Of the lines below, write out exactly those from the line with "bbox: tall grass clump" through the line with "bbox: shrub", both included, and skip the rest.

[Start of section]

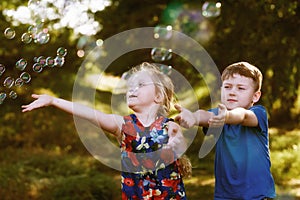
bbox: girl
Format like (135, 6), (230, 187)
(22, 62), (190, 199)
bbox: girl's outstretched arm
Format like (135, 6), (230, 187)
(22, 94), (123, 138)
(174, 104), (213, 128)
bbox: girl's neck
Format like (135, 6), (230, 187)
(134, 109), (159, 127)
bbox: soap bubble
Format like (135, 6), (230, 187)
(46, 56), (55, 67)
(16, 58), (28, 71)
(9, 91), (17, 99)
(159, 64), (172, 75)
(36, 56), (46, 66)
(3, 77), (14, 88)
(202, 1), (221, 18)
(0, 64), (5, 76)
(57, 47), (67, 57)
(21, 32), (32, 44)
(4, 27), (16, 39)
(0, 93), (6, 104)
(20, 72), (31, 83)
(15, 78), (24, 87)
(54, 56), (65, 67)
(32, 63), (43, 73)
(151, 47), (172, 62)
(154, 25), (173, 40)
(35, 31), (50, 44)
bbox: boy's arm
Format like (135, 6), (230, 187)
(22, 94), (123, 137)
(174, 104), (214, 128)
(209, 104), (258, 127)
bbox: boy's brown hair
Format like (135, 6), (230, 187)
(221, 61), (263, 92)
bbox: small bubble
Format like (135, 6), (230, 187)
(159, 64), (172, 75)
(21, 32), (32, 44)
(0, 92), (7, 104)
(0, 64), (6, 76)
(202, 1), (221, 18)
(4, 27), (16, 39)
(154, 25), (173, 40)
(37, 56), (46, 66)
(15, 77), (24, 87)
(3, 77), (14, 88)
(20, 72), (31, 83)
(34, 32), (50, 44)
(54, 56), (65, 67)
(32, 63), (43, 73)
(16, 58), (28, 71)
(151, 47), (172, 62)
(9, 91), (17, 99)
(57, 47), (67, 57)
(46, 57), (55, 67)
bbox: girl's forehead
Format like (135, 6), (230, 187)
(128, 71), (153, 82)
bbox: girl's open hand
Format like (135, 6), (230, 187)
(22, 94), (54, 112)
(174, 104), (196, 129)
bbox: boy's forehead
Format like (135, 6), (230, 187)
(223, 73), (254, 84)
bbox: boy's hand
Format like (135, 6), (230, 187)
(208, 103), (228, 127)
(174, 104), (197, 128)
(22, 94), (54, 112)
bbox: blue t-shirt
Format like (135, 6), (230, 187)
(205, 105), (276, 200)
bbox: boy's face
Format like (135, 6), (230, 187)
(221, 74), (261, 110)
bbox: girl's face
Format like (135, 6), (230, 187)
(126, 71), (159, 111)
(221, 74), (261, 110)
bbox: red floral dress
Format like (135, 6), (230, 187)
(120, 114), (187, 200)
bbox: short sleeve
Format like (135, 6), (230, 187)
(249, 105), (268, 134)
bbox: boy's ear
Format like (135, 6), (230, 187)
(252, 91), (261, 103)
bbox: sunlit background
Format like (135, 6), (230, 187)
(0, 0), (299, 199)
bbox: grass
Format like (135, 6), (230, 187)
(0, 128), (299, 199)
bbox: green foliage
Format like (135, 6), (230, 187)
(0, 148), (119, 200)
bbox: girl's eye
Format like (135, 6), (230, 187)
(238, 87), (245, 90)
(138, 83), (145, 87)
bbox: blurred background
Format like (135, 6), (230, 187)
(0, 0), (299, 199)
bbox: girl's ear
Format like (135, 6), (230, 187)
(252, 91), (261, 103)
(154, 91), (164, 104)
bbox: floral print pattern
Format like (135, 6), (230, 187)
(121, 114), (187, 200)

[End of section]
[Start of section]

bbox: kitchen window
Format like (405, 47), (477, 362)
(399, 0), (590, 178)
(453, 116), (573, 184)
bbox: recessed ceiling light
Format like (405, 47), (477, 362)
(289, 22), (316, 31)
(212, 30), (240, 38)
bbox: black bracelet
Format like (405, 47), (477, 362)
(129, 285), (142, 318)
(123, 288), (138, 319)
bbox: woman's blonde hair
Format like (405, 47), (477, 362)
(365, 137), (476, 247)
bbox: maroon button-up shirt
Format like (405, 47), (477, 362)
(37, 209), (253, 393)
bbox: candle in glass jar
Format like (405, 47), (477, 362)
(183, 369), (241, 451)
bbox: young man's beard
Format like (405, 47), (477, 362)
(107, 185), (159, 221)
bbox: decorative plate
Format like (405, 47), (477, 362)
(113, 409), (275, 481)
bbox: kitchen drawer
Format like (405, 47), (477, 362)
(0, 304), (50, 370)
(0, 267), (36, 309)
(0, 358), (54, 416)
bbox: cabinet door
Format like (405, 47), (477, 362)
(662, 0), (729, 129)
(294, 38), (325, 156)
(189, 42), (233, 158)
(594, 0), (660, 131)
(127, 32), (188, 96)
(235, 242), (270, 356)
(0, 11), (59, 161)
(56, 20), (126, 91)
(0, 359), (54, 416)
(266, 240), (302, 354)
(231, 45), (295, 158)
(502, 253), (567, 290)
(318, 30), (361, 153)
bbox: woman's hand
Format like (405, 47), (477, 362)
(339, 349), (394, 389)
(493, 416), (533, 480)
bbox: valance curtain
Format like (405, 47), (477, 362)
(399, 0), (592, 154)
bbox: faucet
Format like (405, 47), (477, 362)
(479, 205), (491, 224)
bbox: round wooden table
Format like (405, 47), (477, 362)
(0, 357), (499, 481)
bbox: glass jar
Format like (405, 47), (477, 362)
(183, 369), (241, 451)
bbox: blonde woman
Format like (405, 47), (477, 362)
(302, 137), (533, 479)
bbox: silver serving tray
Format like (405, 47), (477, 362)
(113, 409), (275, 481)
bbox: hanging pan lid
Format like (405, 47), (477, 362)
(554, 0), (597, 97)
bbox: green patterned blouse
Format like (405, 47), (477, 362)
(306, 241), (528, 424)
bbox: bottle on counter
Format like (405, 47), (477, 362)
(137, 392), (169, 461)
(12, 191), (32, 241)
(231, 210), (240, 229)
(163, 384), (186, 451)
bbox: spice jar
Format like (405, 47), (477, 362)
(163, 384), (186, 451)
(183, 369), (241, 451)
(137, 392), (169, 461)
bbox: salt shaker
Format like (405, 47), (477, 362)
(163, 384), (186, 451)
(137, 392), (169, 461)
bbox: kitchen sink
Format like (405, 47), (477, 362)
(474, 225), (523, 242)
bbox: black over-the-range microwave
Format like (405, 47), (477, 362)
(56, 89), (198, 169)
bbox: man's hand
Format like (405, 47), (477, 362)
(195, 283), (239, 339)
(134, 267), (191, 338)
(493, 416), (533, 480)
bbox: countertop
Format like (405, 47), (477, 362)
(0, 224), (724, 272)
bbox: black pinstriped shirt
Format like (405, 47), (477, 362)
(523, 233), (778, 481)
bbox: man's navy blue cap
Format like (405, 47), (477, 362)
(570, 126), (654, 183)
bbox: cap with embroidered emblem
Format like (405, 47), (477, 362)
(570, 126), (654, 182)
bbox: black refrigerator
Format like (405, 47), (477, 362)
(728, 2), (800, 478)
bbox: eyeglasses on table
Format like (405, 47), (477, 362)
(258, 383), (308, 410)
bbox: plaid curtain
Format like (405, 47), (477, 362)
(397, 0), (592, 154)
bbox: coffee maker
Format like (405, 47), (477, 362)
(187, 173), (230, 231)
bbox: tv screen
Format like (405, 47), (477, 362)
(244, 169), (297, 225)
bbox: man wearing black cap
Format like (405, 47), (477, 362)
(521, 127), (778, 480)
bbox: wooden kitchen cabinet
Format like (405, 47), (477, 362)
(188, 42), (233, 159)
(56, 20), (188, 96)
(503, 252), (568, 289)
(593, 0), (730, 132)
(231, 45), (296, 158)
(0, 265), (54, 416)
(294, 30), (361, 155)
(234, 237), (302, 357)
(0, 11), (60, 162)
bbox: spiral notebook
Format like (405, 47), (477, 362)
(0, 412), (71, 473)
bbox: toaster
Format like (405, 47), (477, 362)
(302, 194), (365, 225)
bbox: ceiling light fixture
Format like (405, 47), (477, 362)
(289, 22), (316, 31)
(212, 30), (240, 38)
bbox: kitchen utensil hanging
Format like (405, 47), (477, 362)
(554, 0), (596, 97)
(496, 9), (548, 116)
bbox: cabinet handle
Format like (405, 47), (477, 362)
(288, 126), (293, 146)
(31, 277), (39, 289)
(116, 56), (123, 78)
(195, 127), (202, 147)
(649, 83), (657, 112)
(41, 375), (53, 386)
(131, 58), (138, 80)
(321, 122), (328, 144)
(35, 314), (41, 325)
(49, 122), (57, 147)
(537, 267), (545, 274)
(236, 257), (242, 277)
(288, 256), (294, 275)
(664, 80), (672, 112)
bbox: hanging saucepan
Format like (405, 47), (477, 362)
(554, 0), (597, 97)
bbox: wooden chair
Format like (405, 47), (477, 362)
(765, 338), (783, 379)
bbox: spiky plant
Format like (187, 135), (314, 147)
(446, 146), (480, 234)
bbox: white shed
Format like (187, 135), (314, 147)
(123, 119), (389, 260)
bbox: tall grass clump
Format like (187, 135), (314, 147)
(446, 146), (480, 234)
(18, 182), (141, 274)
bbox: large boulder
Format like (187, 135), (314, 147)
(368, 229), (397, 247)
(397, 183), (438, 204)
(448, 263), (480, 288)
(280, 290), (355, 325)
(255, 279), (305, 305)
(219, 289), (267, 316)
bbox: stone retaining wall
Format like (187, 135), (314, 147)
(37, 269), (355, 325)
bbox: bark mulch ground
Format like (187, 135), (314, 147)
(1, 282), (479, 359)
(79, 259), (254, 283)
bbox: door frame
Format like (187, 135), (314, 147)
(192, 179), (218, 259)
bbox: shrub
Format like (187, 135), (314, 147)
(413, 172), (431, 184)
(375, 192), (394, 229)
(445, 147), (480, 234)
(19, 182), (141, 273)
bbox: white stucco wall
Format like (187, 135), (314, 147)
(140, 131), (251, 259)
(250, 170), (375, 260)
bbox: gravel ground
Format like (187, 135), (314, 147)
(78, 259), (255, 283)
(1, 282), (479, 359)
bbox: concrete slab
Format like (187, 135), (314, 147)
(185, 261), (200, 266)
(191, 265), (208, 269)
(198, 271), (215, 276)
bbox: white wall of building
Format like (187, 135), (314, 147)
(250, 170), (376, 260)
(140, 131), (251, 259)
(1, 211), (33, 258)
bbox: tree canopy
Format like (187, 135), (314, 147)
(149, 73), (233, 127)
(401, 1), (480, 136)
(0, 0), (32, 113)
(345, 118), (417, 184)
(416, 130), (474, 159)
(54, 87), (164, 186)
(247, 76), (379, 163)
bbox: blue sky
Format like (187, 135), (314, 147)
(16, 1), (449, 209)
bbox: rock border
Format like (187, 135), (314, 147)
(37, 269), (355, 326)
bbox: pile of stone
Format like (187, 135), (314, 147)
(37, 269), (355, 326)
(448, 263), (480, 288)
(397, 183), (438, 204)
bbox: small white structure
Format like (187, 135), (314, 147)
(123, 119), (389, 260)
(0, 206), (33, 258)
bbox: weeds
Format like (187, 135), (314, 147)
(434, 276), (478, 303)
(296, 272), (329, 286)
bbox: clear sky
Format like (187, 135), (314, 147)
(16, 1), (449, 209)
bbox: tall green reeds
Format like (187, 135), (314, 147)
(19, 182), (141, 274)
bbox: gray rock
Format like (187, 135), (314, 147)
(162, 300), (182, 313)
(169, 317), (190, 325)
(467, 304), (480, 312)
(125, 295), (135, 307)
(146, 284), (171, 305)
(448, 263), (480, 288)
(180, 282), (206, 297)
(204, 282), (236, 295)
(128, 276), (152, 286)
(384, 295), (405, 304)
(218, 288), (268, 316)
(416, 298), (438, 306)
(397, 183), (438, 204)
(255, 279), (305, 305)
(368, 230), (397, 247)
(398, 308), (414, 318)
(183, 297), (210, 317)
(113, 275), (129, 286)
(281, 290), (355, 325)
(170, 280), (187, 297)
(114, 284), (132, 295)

[End of section]

● RESULT OF THE TASK:
bbox: tall grass clump
Format like (187, 135), (314, 147)
(446, 146), (480, 234)
(18, 182), (141, 274)
bbox: large boulder
Format like (187, 135), (314, 147)
(368, 229), (397, 247)
(397, 183), (438, 204)
(448, 263), (480, 288)
(280, 290), (355, 325)
(255, 279), (305, 305)
(219, 289), (267, 316)
bbox: stone retaining wall
Format like (187, 135), (314, 147)
(37, 269), (355, 325)
bbox: bark mulch ground
Format like (187, 135), (314, 147)
(1, 282), (479, 359)
(79, 259), (254, 283)
bbox: door frame
Format like (187, 135), (314, 147)
(192, 179), (218, 259)
bbox: shrub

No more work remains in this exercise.